● **STATED TASK 1**: Output the part of the listing that opens with the line containing "one marker per instance, written like [250,358]" and closes with the last line of the listing as a Markdown table with the columns Row and Line. Number each row and omit blank lines.

● **PROVIDED TEXT**:

-------

England facts and history in brief


Penzance
Excerpted from Wikipedia, the free encyclopedia.


Penzance is a port in Cornwall, UK, facing south east onto the English Channel. Granted various Royal Charters from 1512 onwards and Incorporated in 1614, it has a population of about 20,000 people.
Penzance is twinned with Concarneau, Brittany, Bendigo, Australia and Nevada City California.

Situated in the shelter of the sweeping Mount's Bay, Penzance is bordered to the west by the fishing port of Newlyn and stretches towards the small town of Marazion to the east.
The town's location gives it a unique subtropical climate, much warmer then most of the rest of England.

The name Penzance is derived from the Cornish pen sans, meaning "holy headland", as a chapel (St Anthony's) once stood on the point to the west of the harbour more than a millennium ago.

Penzance is currently the principal town on the Penwith peninsula.

Penzance is the home of the two main links to the Isles of Scilly, namely a foot passenger ferry service (The Scillonian) and a passenger helicopter service.

Places of interest in Penzance include Penlee House - an art gallery and museum, notable for its collection of paintings by members of the Newlyn School.
The sub-tropical Morrab Gardens are notable for their range of tender trees and shrubs many of which could not be grown outdoors anywhere else in the UK.

-------

Saved data entries
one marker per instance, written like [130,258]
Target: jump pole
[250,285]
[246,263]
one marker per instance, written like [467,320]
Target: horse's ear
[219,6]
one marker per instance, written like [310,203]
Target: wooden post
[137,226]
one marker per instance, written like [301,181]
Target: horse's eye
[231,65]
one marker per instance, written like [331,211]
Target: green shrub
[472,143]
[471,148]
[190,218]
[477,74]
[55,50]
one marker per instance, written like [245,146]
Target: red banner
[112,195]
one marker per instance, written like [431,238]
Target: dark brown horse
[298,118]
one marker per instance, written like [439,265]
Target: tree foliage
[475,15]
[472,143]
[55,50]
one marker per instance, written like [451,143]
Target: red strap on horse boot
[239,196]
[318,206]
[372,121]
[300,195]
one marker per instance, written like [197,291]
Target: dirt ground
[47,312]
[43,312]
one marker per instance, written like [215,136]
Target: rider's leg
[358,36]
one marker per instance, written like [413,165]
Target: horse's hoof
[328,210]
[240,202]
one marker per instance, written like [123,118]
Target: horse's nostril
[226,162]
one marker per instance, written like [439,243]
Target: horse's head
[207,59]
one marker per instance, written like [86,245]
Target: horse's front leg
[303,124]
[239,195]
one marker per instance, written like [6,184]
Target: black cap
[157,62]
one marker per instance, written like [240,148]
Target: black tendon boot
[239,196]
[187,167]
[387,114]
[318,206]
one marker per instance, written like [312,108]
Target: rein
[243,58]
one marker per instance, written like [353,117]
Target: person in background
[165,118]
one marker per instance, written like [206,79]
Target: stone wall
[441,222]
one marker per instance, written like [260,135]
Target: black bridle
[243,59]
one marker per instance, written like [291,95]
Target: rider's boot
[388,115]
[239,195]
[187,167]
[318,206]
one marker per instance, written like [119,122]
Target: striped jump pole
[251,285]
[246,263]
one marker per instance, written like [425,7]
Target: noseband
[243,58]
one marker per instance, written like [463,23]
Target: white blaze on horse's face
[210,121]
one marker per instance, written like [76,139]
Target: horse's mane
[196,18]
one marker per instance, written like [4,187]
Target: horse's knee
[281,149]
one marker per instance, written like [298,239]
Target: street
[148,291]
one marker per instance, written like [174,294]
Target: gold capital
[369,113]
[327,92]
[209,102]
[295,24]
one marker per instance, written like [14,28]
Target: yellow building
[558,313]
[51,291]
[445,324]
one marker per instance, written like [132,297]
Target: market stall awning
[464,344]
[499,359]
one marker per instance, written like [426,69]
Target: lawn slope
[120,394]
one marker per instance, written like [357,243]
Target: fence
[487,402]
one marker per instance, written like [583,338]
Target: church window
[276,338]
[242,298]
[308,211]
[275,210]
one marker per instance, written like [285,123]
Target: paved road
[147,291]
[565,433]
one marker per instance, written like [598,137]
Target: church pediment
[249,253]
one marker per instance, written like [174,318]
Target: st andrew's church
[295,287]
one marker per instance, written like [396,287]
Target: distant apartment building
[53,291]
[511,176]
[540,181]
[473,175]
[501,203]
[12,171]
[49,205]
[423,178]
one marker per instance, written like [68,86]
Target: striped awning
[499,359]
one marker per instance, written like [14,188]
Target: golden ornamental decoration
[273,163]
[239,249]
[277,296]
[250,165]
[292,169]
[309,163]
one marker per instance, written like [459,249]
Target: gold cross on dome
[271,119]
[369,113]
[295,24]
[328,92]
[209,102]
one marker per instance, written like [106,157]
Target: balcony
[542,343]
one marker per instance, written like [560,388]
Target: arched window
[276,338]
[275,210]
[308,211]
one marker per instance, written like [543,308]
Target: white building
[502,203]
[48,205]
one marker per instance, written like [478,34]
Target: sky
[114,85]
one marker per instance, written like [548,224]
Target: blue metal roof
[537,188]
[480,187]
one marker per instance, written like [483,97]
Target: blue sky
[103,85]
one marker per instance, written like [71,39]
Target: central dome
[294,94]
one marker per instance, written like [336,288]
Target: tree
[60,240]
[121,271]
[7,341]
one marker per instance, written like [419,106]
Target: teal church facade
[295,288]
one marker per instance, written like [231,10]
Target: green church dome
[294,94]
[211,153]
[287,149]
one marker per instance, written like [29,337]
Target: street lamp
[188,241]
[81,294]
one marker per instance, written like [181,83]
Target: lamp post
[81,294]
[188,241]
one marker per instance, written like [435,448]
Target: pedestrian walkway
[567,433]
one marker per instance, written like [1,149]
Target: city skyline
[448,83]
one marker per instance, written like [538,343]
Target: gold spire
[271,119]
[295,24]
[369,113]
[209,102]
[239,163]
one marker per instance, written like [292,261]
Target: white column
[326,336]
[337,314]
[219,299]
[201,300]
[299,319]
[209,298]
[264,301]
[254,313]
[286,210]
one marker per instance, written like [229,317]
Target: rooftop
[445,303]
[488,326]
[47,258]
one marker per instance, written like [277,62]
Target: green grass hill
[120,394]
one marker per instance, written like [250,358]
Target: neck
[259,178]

-------

● **STATED TASK 2**: Copy the passage of the Penzance text that opens with the words containing "The town's location" and closes with "the Penwith peninsula.".

● **EXERCISE RESPONSE 1**:
| Row | Line |
|---|---|
| 1 | one marker per instance, written like [250,358] |
| 2 | Target: neck |
| 3 | [259,178] |

● **EXERCISE RESPONSE 2**:
The town's location gives it a unique subtropical climate, much warmer then most of the rest of England.

The name Penzance is derived from the Cornish pen sans, meaning "holy headland", as a chapel (St Anthony's) once stood on the point to the west of the harbour more than a millennium ago.

Penzance is currently the principal town on the Penwith peninsula.